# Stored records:
★ ★ ★ ★ ★

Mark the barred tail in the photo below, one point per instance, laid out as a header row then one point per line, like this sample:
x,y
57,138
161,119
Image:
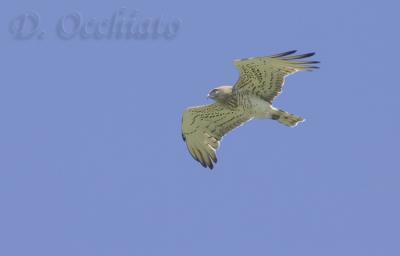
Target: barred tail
x,y
286,118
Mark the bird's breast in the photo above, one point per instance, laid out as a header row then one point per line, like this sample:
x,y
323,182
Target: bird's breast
x,y
259,107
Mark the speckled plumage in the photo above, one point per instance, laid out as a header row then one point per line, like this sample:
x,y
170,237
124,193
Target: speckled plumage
x,y
260,82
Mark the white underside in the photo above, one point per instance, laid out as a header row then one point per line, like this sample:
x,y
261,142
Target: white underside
x,y
262,109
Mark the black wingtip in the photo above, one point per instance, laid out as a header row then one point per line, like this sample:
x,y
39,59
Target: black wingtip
x,y
301,56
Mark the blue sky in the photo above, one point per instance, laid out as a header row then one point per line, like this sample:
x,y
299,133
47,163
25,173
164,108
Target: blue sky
x,y
91,156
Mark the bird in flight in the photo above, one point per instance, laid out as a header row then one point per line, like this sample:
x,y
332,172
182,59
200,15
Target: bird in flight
x,y
260,82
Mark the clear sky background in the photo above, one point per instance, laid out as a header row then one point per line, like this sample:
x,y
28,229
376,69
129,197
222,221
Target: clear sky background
x,y
91,156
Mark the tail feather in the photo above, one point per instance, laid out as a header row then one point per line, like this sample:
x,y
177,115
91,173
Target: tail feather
x,y
286,118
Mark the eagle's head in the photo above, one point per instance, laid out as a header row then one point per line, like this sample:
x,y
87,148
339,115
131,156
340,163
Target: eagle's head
x,y
220,93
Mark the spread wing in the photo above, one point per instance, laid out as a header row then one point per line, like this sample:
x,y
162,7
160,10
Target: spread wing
x,y
203,128
265,76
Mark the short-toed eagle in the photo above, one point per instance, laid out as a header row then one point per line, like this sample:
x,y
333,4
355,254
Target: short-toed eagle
x,y
261,80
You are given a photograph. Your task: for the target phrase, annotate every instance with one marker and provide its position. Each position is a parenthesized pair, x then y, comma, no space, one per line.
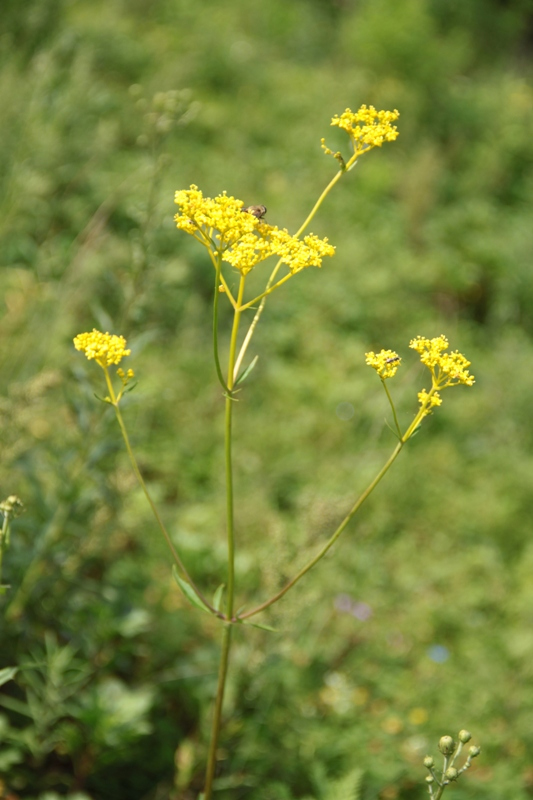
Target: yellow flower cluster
(221,216)
(243,239)
(447,369)
(385,363)
(105,348)
(271,241)
(367,127)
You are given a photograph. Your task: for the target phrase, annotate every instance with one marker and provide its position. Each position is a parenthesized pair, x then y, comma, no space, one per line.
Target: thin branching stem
(138,475)
(226,641)
(331,541)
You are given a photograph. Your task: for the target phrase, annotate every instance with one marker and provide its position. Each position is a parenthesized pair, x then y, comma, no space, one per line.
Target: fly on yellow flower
(385,363)
(225,226)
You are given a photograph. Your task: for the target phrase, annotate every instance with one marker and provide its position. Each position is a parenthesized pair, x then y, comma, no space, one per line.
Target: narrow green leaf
(7,674)
(217,597)
(346,788)
(260,625)
(188,591)
(242,377)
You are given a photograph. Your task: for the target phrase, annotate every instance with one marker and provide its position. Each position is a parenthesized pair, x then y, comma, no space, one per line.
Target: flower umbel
(385,363)
(106,349)
(243,239)
(447,369)
(367,128)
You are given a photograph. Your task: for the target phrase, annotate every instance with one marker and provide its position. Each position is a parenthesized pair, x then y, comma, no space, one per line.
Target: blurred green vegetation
(420,622)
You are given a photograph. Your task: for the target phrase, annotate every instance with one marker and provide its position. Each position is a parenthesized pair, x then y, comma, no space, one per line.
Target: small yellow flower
(385,363)
(105,348)
(429,401)
(447,369)
(367,128)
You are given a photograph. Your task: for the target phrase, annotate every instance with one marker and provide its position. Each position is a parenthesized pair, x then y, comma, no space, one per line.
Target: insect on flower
(256,211)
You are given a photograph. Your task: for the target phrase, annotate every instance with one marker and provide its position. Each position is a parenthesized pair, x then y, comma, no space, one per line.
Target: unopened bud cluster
(450,750)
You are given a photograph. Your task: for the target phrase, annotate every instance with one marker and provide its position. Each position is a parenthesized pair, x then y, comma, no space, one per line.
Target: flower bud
(451,774)
(446,745)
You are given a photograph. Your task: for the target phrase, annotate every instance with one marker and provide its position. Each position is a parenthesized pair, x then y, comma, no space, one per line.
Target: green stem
(217,716)
(398,429)
(331,541)
(138,475)
(3,539)
(319,202)
(269,288)
(226,642)
(215,324)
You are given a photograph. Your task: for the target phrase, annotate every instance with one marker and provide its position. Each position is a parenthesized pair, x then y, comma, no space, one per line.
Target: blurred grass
(433,234)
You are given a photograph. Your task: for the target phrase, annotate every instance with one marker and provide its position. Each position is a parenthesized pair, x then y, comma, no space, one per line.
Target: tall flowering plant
(238,239)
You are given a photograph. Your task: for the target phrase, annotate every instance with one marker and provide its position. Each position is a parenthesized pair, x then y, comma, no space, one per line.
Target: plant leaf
(346,788)
(188,591)
(217,597)
(260,626)
(7,674)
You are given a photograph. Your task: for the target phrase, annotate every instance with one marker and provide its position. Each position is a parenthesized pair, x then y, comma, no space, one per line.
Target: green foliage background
(434,235)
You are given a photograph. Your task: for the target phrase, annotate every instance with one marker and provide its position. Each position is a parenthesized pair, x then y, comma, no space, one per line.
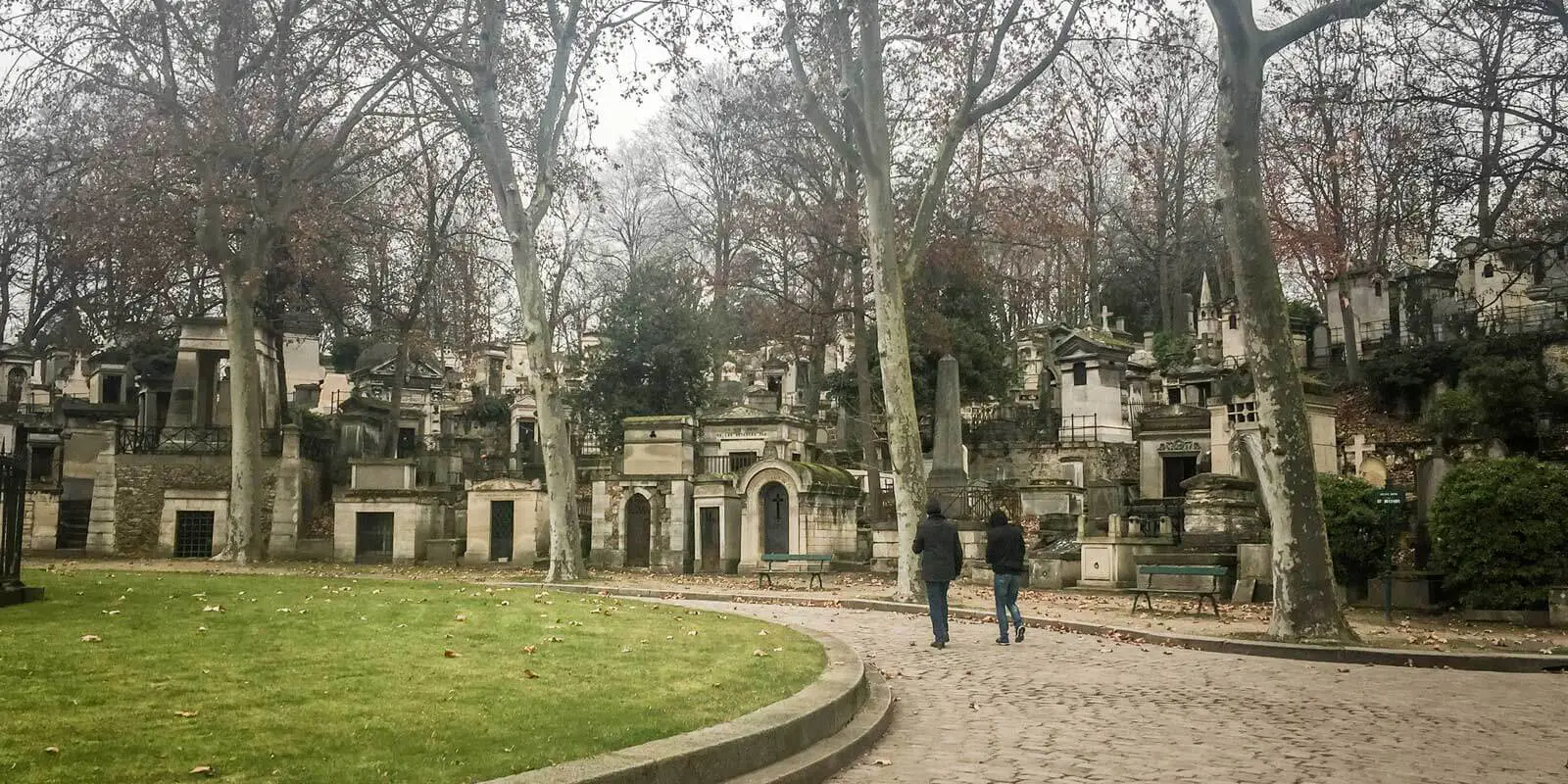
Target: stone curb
(822,760)
(1217,645)
(734,749)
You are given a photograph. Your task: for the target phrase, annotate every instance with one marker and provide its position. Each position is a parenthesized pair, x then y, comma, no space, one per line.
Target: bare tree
(490,63)
(987,75)
(1305,606)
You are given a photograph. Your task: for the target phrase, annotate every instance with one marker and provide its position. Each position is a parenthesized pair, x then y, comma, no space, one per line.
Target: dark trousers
(937,601)
(1005,587)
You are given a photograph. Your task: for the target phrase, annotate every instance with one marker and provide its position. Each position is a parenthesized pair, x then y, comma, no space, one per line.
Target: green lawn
(341,679)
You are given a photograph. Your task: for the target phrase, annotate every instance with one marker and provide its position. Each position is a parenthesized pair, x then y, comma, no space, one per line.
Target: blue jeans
(937,601)
(1005,587)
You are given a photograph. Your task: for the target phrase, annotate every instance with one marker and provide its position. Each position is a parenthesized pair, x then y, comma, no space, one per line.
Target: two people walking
(943,559)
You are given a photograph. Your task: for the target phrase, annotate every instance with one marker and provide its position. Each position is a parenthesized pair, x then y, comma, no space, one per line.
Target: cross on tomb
(1360,451)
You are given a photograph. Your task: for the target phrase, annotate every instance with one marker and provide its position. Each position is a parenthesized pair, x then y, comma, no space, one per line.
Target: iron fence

★ ★ ★ ★ ★

# What to work on:
The records above must be returned exactly, with each picture omitted.

# Response to the exercise:
Mark the barred tail in the photo below, one point per instance, laid out as a header row then one point per line, like this sample:
x,y
57,138
161,119
Image:
Target: barred tail
x,y
286,118
Mark the bird's breast in the photo above, one point per instance, laid out as a header row then one point per line, like this sample:
x,y
323,182
Target: bird's breast
x,y
259,107
Mark the speckled plumage in the photo above, one point per instance, laid out as a header row then one point per line, like this sample:
x,y
170,237
124,193
Target: speckled plumage
x,y
260,82
Mark the white underside in the photo above, one point per instance, laid out as a header row then one point per line, like this sample:
x,y
261,142
Target: white underside
x,y
262,109
Mark the black wingtip in the photo above, one point per instance, laid out as a header row then one point per line, like this sample:
x,y
39,59
Target: black wingtip
x,y
301,56
Mark the blue sky in the photo above, one point per instance, laid out as a header row then one point per line, like this sample:
x,y
299,133
47,163
25,173
164,108
Target: blue sky
x,y
91,156
Mark the bird in flight in the photo above, one point per instance, laid out as a header row then one point per line, like this sample:
x,y
332,172
182,59
200,15
Target: bird in flight
x,y
260,82
Mark the clear sky background in the photo above, one point per instance, laid out as a header row then one point per line, like this sample:
x,y
28,229
376,69
129,197
222,221
Target: clear sky background
x,y
91,156
Mark the tail feather in the photo above, one point per instance, laid out as a header row then one point per line, like this sample:
x,y
177,115
91,173
Target: tail feather
x,y
286,118
Mark the eagle's head in the photo above, one point per instance, laid out as a header row then one point per line, like this sample:
x,y
87,148
339,115
131,156
340,163
Target: eagle's head
x,y
220,93
Mark the spread wing in the photo above, one point per instance, laid out as a header row then one point per line, like this sample:
x,y
162,7
160,10
Target: spread wing
x,y
203,128
265,76
Mark the short-toed eagle in the photo above, one point per instance, laid out as a header row then one point per line, like this sample:
x,y
333,4
355,254
Target: short-toed eagle
x,y
261,80
You are given a photograph. Your task: for the target phrase, annotate every instance with one marker and provide its position. Each position is a parenthesized pair, x then y, comma, no space, one per line.
Target: yellow flower cluster
(221,216)
(243,239)
(447,369)
(385,363)
(105,348)
(271,241)
(367,127)
You are given a photograph. Your task: for the target phrase, annotate every instance with one marker and provide its position. Each position is a parenthesized pair, x then y, comma, no space, one per line.
Target: thin branching stem
(138,475)
(226,641)
(331,541)
You are given a photograph. Your task: for the target phrase, annotate every instance with one marker and provide its position. Each position is a parenthesized pair, x then y, comma, no space, one per line.
Target: fly on yellow flower
(385,363)
(225,226)
You are given a photograph. Your task: for the target phrase, annotate every instance with one marker and provide its position. Each position is a parenthesized pair, x then y, comma, no space, one per line.
Target: narrow green leaf
(7,674)
(217,597)
(346,788)
(260,625)
(188,591)
(242,377)
You are given a photograph. Your task: for the target phrase, annotate every instance with one marker and provide its position. Each position is a parenthesized pair, x then y, comma, no space, one per line.
Target: flower umbel
(385,363)
(106,349)
(243,239)
(447,369)
(367,128)
You are given a photograph. Your task: for the target phrase, annotate every instance with one marker and provide its position. Each position is a parenthesized pair, x then y, comma, no space, one per line.
Target: blurred green vegetation
(420,622)
You are given a photograph. Your task: for the target phrase, annotate every instance with one marker and provide its position. Each position is a parenthesized pair, x then y, comma, no space, one per line.
Target: small yellow flower
(385,363)
(105,348)
(429,401)
(447,369)
(367,128)
You are given a photograph. Your task: for the target phrase, annotate every instance with one marker and provide its position. Each position is a parenthesized pair, x then y, comma, no space, one per line.
Target: insect on flower
(256,211)
You are given a photograph. Your task: for the target phrase, annotate every instance with one marker and provide its position. Each position is a parenthesized pair, x then y, comma, no space, one per line.
Target: unopened bud cluster
(450,750)
You are given a photograph. Your task: for the target phrase, annotate every instance with one marker and provide its position. Each position is a parenthesized pair, x then y, comma, no space, one per line.
Target: flower bud
(451,774)
(446,745)
You are given a photograph. Your task: for the target phrase, annotate every instance with one marker and provide its position. Each position is a parenthesized pair, x then y, comma, no space, one per line.
Target: green stem
(217,716)
(398,429)
(331,541)
(138,475)
(3,539)
(319,202)
(269,288)
(226,642)
(215,324)
You are given a photograph. Your task: for the target phrase, annotate every instance with one marker and provide its position. Each position is a parenthesized pair, x then y, comma, no space, one per line.
Target: blurred grass
(433,234)
You are given a photograph. Your task: for the target phrase, annotate every instance with one marker and provide its position. Each position is a parenthesized pair, x then y, comma, no space, one per line.
Target: tall flowering plant
(238,239)
You are given a photograph. Your task: for the target phrase, annotate every instance with one marker and provide its position. Each position is a parenthesized pair, x then y, comma, no space, one per line.
Target: plant leaf
(346,788)
(188,591)
(217,597)
(260,626)
(7,674)
You are given a photograph. Your task: for the target phrase, annotate every instance with one marker and provide its position. Each position is a parenthesized pair, x then y, comma, no space, one per line.
Target: green foliage background
(434,235)
You are given a photograph. Your task: for the target phrase, annotate every instance with one marker and provide its position. Each position is a parenthesized pair, x then y, comma, no space, one per line.
Target: stone curb
(822,760)
(1217,645)
(734,749)
You are given a photograph. Your task: for the target phrase, annotate every instance with one marker and provide its position. Each position is a parenthesized pair, x then y, comma, no space, one per line.
Target: bare tree
(490,63)
(987,75)
(1305,606)
You are given a photograph. Your task: for the target phrase, annotate every instance with one marker and provide its position. Each position is a parenthesized pair, x then y, comma, no space, one per line.
Target: dark trousers
(937,601)
(1005,587)
You are given a photograph. Your task: for the target phrase, annotate every instance with one marker and provide its position. Each position is a parenthesized pair, x then y, comma, no space, one per line.
Target: green lawn
(341,679)
You are given a photograph. Your task: for the target phrase, annotate every instance with one marker and provide its position. Each position is a parenthesized pair, x then y, comma, no space, one per line.
Target: blue jeans
(937,601)
(1005,587)
You are given a photograph. Your task: for the target phrase, annotate every instance with one marker and provide its position. Each position is a parenthesized pair, x then y, comma, no space, one per line.
Target: two people walking
(943,559)
You are given a photograph. Your task: for the target phrase, annotate every instance with one marker and provide its position. Each position is a parenthesized pair, x then y, comma, no space, one per line.
Target: cross on tomb
(1360,451)
You are given a photograph. Your task: for the target phrase, annotate every instance with one marker and provide its position. Each position is a parenthesized pair, x then y, comma, no space, one per line.
Target: iron fence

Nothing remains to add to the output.